#### ЗАДАНИЕ:
Выведи слово в слово кусок текста о русско-ганзейских отношениях, от «В работах И.» до «прибыль была высокой.» включительно.

Русско-ливонско-ганзейские отношения. Конец XIV — начало XVI в. — страница 4 из 84

[42]. К сожалению, выводы К. В. Базилевича не всегда достаточно обоснованы, ибо при анализе русско-прибалтийских отношений он использует лишь русские летописи и ливонскую хронику Руссова, оставляя основную массу источников (ливонские и ганзейские документальные источники) за пределами своего исследования.

В 50–60-х годах появился ряд новых статей М. П. Лесникова преимущественно о прибалтийско-нидерландской торговле, в которых рассматривались и вопросы русско-ганзейской торговли[43]. Автор настоящего исследования продолжила изучение торговой политики Новгорода, а затем отдельных этапов и эпизодов торговой политики Русского государства[44].

В работах И. Э. Клейненберга изучаются различные вопросы русско-ганзейских торговых отношений[45]. В статье «Цена, вес и прибыль в посреднической торговле товарами экспорта в XIV— начале XVI в.»[46] И. Э. Клейненберг высказывает мысль, что прибыль ганзейских купцов складывалась главным образом за счет имевшего место в русско-ганзейской торговле уменьшения реального содержания единиц веса от начала пути, проходимого товаром (в месте его покупки), к концу этого пути (в месте продажи товара); уменьшение реального содержания единиц веса приносило ганзейцам (покупавшим и перепродававшим товары) прибыль в виде остававшейся в их руках части товара, и эта прибыль была высокой.

А. Л. Хорошкевич исследует преимущественно различные сюжеты избранной ею очень важной темы — состав ганзейского импорта в русские земли и экспорта из них. Итогом ее исследований является монография «Торговля Великого Новгорода с Прибалтикой и Западной Европой в XIV–XV вв.», в которой ввоз и вывоз товаров рассматриваются в неразрывной связи с экономикой Новгородской земли[47]. В этом глубоко принципиальное отличие труда А. Л. Хорошкевич от работ ее предшественников, представителей буржуазной историографии.

Записи о расстановке точек:

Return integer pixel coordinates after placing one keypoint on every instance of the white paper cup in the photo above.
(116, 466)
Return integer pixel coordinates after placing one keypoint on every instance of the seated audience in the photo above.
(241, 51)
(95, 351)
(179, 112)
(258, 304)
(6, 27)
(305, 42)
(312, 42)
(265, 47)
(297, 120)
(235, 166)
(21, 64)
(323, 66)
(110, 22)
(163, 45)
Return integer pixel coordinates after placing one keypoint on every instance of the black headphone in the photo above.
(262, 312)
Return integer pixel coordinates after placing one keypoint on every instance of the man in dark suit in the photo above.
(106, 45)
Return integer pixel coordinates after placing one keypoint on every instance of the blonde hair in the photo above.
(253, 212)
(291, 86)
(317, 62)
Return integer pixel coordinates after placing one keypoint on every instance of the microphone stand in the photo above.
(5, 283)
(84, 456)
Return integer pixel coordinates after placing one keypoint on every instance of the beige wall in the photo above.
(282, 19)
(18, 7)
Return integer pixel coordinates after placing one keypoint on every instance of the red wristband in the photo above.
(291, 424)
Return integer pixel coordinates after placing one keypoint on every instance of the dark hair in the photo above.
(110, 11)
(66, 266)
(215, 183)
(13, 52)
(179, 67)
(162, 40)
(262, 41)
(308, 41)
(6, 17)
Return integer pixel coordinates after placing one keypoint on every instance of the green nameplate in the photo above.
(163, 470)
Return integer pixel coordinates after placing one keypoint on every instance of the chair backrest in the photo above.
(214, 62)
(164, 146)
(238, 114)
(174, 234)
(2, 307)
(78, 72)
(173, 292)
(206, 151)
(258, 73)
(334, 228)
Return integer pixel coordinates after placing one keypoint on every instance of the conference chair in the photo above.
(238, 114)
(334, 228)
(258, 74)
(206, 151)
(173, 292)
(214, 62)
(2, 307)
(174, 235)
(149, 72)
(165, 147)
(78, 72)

#### ОТВЕТ:
В работах И. Э. Клейненберга изучаются различные вопросы русско-ганзейских торговых отношений[45]. В статье «Цена, вес и прибыль в посреднической торговле товарами экспорта в XIV— начале XVI в.»[46] И. Э. Клейненберг высказывает мысль, что прибыль ганзейских купцов складывалась главным образом за счет имевшего место в русско-ганзейской торговле уменьшения реального содержания единиц веса от начала пути, проходимого товаром (в месте его покупки), к концу этого пути (в месте продажи товара); уменьшение реального содержания единиц веса приносило ганзейцам (покупавшим и перепродававшим товары) прибыль в виде остававшейся в их руках части товара, и эта прибыль была высокой.